Given problem A:
Duplicate the lines of the listing below, from the line containing "The detection module's" through the end of the listing.

Supported Data Types:

Profile Mode in_t

Any

Boolean

bool_t

Any

signed 8

int8_t

Any

signed 16

int16_t

Any

signed 32

int32_t

MI, MT

floating-point

float_t

2.10.2. PAD

Pads a tensor along the borders of each dimension with a supplied value. Returns a new tensor with the padding included. The pad_const value includes the zero point if the tensor uses a zero point.

Arguments:

Argument Type Name Shape Description

Input

in_t*

input1

shape1

Input tensor

Attribute

int

padding

[rank(input1),2]

Amount of padding to be done

Attribute

in_t

pad_const

-

Constant value to be used as padding

Output

in_t*

output

shape

Output tensor of same type as the input tensor

Operation Function:

// Padding sizes must be >= 0.
for_each(pad_size in padding) {
    ERROR_IF(pad_size < 0);
}
for_each(index in shape) {
    index1 = index;
    bool_t is_pad = false;
    for(i = 0; i < rank(shape); i++) {
        index1[i] = index1[i] - padding[i,0];
        if (index1[i] < 0 || index[i] >= length(shape[i])) {
            is_pad = true;
        }
    }
    in_t value = is_pad ? pad_const : tensor_read<in_t>(input1, shape1, index1);
    tensor_write<in_t>(output, shape, index, value);
}

Supported Data Types:

Profile Mode in_t

Any

Boolean

bool_t

Any

signed 8

int8_t

Any

signed 16

int16_t

Any

signed 32

int32_t

MI, MT

floating-point

float_t

2.10.3. RESHAPE

Returns a tensor with the same type/values as the input, with a new shape specified by the shape argument. Reshape may operate on tensors of any rank. No data conversion happens during a reshape operation.

Arguments:

Argument Type Name Shape Description

Input

in_t*

input1

shape1

Input tensor

Attribute

int

new_shape

[rank(output)]

List of values, with each element giving the size of the result tensor for the given dimension. At most one dimension may be given as -1 to automatically calculate the dimension size.

Given problem B:
Give the name of every argument in the Arguments table for PAD in the operator spec.

(Saved entries)
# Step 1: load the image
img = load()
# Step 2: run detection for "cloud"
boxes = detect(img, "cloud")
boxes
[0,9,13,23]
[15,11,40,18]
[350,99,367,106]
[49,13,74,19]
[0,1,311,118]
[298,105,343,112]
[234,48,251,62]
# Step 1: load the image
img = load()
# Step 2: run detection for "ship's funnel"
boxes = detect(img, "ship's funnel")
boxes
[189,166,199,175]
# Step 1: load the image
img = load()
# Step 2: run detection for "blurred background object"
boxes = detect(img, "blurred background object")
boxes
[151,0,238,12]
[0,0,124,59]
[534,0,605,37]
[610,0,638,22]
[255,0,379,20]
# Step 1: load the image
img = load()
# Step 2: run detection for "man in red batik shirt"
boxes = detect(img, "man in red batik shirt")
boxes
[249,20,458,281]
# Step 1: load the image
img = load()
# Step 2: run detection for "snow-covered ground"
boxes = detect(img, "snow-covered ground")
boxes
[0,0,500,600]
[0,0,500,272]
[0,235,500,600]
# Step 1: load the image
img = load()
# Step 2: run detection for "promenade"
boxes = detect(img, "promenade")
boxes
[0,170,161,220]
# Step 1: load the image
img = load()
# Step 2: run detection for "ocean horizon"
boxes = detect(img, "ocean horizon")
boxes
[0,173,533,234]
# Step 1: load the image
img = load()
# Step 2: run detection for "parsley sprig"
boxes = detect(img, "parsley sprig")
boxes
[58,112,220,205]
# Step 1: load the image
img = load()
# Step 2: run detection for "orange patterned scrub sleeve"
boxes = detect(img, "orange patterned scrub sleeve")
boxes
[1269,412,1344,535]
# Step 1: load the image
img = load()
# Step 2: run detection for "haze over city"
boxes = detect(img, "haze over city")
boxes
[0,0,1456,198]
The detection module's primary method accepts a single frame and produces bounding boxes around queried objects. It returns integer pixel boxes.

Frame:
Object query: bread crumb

Expected answer A:
The detection module's primary method accepts a single frame and produces bounding boxes around queried objects. It returns integer pixel boxes.

Frame:
Object query: bread crumb

Expected answer B:
input1, padding, pad_const, output